▶ [Description of the task]: Transcribe the records in full, keeping every character as it is.

▶ [Information given]:
=-=-=-=-=
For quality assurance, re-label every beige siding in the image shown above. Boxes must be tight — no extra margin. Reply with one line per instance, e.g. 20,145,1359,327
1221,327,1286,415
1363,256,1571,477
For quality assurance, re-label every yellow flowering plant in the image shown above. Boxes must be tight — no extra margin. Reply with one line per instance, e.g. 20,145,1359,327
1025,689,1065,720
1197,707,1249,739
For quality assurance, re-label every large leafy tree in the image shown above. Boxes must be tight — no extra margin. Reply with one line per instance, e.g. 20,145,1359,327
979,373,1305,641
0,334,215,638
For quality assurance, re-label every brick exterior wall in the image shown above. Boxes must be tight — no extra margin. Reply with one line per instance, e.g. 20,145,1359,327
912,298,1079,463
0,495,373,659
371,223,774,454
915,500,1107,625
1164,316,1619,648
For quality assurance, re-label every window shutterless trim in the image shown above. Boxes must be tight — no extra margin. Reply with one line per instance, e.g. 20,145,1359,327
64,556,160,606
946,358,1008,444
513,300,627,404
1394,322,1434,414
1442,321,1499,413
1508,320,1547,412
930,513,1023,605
=-=-=-=-=
▶ [Finished exercise]:
For quality assurance, re-label every beige siding in the image shown above. Boxes must be tight — no extra margin. Reply with one line per instance, e.g. 20,145,1359,327
1221,327,1286,415
1363,256,1571,477
For quality assurance, re-label every yellow flowering plant in the image shown above. Boxes must be tight — no extra margin. Reply with one line per instance, e.g. 20,145,1359,327
1025,689,1065,720
1197,707,1249,739
For quality assurance, re-label every large leafy tree in the image shown above. Boxes must be tight — no extra margin. Reply with one line per instance, e.g. 20,145,1359,327
979,373,1305,641
0,334,215,638
For quality assurance, re-label every brick exterior wall in the image shown above. Boxes must be tight — no extra margin. Reply with one line per instance, e.g. 20,145,1359,327
912,298,1079,463
0,495,373,659
371,223,774,454
915,500,1107,625
1164,316,1619,648
For quality assurance, re-label every window shutterless trim in the image shown above. Boxes must be tight — no extra margin. Reply with one line per instance, e.g. 20,145,1359,327
64,556,160,606
946,358,1008,444
513,300,627,404
1394,322,1434,414
1442,321,1499,413
1508,320,1547,412
930,513,1023,605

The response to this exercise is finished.